-- Begin Listed records --

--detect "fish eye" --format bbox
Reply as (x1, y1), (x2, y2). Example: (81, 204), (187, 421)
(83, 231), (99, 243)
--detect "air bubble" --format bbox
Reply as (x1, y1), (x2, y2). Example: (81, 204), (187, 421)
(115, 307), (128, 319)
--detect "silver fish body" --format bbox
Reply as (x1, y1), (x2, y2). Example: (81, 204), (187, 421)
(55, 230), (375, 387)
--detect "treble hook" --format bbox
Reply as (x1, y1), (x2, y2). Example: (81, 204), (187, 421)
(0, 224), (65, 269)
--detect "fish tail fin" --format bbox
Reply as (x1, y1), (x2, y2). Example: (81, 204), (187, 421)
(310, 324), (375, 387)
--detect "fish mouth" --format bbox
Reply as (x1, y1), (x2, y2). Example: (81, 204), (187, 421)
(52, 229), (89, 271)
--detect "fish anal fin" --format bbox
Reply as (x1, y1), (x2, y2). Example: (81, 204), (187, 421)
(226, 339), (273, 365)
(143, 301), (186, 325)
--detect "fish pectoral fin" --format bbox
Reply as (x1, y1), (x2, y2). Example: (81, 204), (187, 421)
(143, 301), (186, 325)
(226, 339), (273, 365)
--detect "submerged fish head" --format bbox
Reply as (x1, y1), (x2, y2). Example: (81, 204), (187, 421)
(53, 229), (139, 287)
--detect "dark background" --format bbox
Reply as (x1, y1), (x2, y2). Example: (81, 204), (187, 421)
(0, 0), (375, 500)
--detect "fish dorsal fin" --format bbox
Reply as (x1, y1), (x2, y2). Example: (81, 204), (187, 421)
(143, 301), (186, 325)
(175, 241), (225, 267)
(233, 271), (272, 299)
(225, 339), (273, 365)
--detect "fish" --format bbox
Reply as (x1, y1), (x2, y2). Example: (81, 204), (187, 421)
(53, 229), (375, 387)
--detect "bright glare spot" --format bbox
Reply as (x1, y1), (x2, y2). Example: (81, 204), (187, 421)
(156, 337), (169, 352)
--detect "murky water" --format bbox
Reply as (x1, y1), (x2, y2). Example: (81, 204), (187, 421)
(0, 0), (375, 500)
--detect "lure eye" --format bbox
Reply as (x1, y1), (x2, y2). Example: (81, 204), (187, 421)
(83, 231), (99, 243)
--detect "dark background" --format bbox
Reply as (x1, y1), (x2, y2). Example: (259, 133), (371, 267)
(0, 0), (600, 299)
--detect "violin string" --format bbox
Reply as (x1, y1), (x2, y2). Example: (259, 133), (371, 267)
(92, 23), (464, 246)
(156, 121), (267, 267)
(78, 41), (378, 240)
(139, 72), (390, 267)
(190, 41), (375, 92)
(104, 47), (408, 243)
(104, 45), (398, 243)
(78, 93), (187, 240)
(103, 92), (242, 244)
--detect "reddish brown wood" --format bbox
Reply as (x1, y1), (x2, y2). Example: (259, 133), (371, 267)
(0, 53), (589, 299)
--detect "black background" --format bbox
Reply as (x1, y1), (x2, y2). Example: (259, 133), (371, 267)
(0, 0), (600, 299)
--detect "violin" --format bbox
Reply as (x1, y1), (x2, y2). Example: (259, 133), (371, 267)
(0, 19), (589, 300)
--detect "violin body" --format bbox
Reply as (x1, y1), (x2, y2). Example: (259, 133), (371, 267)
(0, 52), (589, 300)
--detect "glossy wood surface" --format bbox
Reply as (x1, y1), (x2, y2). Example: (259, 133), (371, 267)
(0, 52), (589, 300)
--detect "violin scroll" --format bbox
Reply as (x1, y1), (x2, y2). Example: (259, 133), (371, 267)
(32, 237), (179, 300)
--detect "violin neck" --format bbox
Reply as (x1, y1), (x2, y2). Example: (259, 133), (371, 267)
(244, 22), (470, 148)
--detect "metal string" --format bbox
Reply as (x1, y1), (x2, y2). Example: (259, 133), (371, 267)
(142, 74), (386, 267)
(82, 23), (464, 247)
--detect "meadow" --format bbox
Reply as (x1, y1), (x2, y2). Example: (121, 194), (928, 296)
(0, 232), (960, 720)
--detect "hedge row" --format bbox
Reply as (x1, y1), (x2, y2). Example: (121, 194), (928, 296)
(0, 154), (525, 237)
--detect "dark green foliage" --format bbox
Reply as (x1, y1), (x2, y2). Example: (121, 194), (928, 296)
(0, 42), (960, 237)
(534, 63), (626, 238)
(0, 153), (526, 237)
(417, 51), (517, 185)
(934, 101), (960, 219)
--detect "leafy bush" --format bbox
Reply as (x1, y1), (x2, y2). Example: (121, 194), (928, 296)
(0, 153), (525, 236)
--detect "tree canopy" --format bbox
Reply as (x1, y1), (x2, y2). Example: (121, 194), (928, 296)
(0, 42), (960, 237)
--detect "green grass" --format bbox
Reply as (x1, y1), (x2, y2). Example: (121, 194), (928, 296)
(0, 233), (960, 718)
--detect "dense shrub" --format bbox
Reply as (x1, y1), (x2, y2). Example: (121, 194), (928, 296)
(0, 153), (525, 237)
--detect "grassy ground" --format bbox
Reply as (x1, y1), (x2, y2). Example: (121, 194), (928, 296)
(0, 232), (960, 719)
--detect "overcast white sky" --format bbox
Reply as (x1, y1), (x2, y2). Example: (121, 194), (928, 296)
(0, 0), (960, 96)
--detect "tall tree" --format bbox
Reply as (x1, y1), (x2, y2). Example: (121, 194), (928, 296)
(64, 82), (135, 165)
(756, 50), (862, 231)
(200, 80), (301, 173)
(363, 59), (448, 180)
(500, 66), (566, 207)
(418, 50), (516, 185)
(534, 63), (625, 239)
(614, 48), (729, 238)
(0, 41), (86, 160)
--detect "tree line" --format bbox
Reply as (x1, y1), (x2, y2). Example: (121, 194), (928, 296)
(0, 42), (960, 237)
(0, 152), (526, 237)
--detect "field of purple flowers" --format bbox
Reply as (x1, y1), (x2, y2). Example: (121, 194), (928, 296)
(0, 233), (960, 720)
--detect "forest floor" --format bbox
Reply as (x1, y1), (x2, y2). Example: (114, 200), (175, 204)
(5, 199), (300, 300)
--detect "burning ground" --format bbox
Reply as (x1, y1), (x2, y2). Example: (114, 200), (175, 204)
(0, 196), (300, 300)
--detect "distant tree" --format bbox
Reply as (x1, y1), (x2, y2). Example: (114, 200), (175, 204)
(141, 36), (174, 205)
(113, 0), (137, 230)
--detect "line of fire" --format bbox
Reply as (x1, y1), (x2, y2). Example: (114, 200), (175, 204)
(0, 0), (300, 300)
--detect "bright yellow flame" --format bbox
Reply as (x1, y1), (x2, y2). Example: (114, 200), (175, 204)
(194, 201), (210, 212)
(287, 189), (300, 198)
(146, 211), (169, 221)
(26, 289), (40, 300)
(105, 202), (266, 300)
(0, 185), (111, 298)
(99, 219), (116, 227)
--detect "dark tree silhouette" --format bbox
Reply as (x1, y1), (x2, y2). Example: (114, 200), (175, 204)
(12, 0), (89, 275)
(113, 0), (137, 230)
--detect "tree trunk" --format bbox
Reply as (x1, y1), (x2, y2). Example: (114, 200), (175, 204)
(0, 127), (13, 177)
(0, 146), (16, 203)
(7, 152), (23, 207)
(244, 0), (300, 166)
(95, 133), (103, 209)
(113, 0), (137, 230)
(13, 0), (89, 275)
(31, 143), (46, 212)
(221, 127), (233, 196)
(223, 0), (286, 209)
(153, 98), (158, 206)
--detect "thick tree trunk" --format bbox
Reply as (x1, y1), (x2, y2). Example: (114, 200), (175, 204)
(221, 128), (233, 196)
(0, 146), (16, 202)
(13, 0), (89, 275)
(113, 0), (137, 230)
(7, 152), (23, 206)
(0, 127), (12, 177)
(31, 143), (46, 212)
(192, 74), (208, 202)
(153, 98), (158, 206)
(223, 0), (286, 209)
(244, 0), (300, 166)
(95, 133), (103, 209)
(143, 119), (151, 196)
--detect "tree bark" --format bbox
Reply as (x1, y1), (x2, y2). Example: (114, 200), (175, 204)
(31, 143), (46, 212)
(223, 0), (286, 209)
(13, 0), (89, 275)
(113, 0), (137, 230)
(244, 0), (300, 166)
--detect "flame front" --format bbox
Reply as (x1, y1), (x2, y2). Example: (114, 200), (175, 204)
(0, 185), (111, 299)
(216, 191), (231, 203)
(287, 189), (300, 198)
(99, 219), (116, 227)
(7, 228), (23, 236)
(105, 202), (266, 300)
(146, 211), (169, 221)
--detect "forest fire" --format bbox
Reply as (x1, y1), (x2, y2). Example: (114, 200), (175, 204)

-- End Listed records --

◆ **Task description**:
Copy the lines from the start of the source data through the line containing "(55, 230), (375, 387)", putting "box" in place of "bbox" and keeping everything else the same.

◆ **Response**:
--detect "fish eye" --format box
Reply as (x1, y1), (x2, y2). Example: (81, 204), (187, 421)
(83, 231), (99, 243)
--detect "air bubble" --format box
Reply as (x1, y1), (x2, y2). Example: (81, 204), (187, 421)
(115, 307), (128, 319)
--detect "silver fish body" --format box
Reply as (x1, y1), (x2, y2). Example: (81, 204), (187, 421)
(55, 230), (375, 387)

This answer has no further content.